— Selected passage —

Initially developed in 2011, rVSV-ZEBOV was significantly reengineered prior to phase 1 trials last October. It works by expressing a surface glycoprotein of the Zaire ebolavirus, which, when introduced into the body, elicits an immune response without actually causing the disease.

In the delayed vaccination group, 16 people contracted Ebola 10 or more days following randomization; the fact that no one developed symptoms in the immediate rings ten or more days after randomization established that the vaccine, during the trial in Guinea, was 100 percent effective in preventing Ebola infection.

The ring vaccination methodology, which Longini helped develop, was an important tool in the trial’s efforts to test the efficacy of the vaccine and mitigate the spread of the disease. Following identification of a new Ebola case by Guinea-based Ebola response teams, the trial team would formulate a list of the case’s “contacts” and “contacts of contacts.”

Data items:
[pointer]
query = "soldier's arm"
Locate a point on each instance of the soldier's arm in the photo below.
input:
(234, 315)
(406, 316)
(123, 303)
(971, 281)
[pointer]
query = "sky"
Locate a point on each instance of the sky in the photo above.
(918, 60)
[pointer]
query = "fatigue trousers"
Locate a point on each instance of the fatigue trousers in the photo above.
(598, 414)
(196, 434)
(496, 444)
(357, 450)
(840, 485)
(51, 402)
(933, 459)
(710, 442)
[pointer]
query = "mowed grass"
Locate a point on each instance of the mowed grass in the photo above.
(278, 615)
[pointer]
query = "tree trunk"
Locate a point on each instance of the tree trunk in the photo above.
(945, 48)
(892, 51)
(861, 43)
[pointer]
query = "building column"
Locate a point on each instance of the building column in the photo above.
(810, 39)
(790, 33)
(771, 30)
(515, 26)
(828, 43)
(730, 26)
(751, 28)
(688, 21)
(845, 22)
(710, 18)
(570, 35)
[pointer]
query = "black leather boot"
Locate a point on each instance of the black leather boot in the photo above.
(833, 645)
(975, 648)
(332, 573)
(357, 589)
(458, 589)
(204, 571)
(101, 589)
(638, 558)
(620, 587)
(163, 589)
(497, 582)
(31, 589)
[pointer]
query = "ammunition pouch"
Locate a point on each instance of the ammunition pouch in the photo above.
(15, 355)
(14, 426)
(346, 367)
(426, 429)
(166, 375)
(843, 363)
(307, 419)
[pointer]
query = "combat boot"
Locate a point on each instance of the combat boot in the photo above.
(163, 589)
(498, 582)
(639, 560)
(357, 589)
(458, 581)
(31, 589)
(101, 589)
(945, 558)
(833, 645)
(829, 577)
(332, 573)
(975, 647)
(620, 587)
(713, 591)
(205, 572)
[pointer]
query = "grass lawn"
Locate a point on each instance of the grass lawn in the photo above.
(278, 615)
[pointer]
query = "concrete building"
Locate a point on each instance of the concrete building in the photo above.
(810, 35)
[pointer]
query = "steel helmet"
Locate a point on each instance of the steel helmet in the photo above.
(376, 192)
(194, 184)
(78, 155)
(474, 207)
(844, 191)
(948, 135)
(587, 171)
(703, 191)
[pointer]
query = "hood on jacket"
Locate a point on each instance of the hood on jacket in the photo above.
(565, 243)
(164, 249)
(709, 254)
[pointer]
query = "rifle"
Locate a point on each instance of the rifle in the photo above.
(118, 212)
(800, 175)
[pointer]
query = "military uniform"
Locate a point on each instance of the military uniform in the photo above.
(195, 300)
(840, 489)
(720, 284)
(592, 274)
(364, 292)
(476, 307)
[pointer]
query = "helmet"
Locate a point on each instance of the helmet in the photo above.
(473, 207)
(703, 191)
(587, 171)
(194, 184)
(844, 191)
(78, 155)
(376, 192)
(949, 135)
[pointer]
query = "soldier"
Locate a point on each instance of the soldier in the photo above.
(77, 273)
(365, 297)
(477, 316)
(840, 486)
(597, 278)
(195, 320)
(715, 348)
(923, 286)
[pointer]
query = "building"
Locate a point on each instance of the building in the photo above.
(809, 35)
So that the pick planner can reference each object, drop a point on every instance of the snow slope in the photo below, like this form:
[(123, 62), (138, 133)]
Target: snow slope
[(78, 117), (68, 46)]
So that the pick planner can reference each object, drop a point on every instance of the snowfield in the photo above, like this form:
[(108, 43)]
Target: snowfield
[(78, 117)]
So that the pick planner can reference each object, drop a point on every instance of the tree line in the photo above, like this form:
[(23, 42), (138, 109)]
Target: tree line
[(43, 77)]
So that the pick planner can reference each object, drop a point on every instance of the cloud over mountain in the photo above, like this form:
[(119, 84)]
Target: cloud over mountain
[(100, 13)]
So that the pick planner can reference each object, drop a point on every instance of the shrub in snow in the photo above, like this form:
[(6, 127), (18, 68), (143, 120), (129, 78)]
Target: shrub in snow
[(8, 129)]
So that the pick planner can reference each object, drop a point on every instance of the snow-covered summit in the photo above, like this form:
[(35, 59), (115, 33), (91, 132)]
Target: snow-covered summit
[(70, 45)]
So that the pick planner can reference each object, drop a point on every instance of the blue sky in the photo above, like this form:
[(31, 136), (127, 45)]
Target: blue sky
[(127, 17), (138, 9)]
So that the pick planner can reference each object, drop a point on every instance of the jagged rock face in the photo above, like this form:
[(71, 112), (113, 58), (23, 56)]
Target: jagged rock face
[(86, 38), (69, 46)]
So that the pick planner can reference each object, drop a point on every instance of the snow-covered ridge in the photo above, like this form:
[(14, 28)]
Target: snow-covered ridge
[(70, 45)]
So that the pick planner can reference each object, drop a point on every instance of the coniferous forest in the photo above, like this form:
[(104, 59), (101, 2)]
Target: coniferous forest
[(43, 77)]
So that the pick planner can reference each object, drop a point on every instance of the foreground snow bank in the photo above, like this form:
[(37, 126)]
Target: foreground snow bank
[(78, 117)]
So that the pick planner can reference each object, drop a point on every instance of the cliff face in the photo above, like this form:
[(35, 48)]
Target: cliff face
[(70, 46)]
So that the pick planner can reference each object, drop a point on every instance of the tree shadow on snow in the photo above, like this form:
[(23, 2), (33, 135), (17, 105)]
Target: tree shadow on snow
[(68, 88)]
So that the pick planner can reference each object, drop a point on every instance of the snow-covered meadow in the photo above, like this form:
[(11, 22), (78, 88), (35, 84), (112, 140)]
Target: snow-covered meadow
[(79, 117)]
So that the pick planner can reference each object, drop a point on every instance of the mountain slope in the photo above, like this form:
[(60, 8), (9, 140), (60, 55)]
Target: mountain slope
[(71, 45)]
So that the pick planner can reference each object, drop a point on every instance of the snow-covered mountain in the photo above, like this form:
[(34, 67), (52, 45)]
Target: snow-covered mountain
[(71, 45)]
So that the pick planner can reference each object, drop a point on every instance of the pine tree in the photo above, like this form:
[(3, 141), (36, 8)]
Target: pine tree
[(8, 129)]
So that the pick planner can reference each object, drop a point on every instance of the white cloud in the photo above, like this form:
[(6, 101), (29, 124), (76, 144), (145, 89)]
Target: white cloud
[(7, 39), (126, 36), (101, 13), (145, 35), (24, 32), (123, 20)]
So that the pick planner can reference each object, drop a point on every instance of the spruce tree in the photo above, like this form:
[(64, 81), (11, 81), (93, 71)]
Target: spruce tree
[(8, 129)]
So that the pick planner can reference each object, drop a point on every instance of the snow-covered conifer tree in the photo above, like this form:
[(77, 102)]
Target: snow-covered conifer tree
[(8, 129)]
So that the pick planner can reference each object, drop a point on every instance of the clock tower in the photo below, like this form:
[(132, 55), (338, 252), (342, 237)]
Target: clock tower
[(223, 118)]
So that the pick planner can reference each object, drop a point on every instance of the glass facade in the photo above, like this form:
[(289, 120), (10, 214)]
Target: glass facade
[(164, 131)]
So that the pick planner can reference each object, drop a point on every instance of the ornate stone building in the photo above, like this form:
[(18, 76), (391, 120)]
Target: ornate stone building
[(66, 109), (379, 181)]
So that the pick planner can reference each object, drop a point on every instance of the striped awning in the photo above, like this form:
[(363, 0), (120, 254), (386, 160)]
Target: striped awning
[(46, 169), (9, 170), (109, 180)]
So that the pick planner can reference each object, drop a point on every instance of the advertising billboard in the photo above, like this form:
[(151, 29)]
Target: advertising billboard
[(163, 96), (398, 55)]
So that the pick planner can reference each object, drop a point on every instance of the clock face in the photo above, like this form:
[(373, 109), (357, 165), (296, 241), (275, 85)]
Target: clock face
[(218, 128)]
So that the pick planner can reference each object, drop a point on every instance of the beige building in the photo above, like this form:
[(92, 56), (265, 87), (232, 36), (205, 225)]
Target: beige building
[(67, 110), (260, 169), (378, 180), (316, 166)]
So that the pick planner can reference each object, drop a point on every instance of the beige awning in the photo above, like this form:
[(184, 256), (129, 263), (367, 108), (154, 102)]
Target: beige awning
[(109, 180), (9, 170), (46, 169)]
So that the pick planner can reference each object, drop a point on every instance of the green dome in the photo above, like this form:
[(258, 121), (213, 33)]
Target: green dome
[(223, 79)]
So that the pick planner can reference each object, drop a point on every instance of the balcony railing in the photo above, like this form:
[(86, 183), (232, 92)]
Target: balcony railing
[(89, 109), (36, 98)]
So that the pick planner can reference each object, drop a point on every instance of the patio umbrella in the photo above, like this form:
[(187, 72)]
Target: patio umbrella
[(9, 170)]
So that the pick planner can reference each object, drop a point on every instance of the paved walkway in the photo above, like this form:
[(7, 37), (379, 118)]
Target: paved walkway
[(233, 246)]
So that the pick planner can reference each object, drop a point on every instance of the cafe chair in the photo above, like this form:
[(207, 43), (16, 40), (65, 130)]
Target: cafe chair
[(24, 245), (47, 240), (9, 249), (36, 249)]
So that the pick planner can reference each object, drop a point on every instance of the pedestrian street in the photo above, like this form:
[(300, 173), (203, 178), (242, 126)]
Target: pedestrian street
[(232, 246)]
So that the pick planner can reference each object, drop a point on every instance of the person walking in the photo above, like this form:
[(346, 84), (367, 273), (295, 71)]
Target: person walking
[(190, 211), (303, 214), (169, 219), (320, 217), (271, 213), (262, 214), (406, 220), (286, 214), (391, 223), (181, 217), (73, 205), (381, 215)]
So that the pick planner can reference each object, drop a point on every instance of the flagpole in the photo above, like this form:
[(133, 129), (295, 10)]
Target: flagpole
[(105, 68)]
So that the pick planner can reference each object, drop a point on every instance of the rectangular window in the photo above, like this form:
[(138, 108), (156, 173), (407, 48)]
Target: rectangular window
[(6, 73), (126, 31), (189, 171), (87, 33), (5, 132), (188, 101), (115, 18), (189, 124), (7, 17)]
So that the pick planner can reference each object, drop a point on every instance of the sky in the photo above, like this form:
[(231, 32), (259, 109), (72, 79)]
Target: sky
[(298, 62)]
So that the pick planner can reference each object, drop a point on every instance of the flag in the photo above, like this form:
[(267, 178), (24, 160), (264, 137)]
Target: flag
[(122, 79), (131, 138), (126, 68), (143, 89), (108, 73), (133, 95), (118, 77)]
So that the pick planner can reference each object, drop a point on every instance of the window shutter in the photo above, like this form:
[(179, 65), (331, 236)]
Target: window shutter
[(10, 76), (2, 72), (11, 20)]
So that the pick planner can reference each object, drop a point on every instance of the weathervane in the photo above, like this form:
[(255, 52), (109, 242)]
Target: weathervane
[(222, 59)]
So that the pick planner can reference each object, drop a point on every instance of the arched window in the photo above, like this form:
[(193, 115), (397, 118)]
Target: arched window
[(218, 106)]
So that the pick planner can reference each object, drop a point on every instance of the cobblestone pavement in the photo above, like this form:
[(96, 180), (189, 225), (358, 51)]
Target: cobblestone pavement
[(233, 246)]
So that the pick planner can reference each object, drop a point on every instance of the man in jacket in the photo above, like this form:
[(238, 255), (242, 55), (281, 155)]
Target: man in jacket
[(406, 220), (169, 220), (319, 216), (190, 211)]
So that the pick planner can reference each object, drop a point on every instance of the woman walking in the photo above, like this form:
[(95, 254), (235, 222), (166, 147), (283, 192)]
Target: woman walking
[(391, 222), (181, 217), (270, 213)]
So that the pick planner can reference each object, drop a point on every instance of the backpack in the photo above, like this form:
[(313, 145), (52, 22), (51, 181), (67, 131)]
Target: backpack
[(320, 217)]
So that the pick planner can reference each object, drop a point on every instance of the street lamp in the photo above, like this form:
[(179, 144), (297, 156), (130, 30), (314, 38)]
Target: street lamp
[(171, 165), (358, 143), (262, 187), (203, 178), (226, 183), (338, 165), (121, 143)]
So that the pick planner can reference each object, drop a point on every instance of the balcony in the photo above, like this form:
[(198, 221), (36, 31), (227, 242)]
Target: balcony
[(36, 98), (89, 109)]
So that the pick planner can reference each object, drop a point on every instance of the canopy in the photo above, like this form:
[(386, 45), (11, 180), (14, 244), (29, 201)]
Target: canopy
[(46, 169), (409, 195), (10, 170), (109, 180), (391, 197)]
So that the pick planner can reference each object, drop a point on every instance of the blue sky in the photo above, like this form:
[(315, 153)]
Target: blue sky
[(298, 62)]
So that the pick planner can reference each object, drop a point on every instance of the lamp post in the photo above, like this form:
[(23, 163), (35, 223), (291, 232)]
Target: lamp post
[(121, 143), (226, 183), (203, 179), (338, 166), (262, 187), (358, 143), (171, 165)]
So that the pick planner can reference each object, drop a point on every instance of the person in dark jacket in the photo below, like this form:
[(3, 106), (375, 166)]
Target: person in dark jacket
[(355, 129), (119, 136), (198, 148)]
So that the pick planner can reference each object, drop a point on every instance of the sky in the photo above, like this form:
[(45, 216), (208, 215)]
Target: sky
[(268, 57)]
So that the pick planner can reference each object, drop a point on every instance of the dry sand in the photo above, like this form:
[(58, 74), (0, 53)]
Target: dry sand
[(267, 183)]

— Task set —
**A.** Print the part of the Ebola vaccine passage from "Initially developed in" to "preventing Ebola infection.".
**B.** Condense the paragraph of the Ebola vaccine passage that begins "Initially developed in 2011" into a shorter version that keeps its main facts.
The data items have no connection to the Ebola vaccine passage.

— Responses by task —
**A.**
Initially developed in 2011, rVSV-ZEBOV was significantly reengineered prior to phase 1 trials last October. It works by expressing a surface glycoprotein of the Zaire ebolavirus, which, when introduced into the body, elicits an immune response without actually causing the disease.

In the delayed vaccination group, 16 people contracted Ebola 10 or more days following randomization; the fact that no one developed symptoms in the immediate rings ten or more days after randomization established that the vaccine, during the trial in Guinea, was 100 percent effective in preventing Ebola infection.

**B.** First developed in 2011, rVSV-ZEBOV was heavily reengineered before phase 1 trials last October. It expresses a Zaire ebolavirus surface glycoprotein, which triggers an immune response without causing the disease.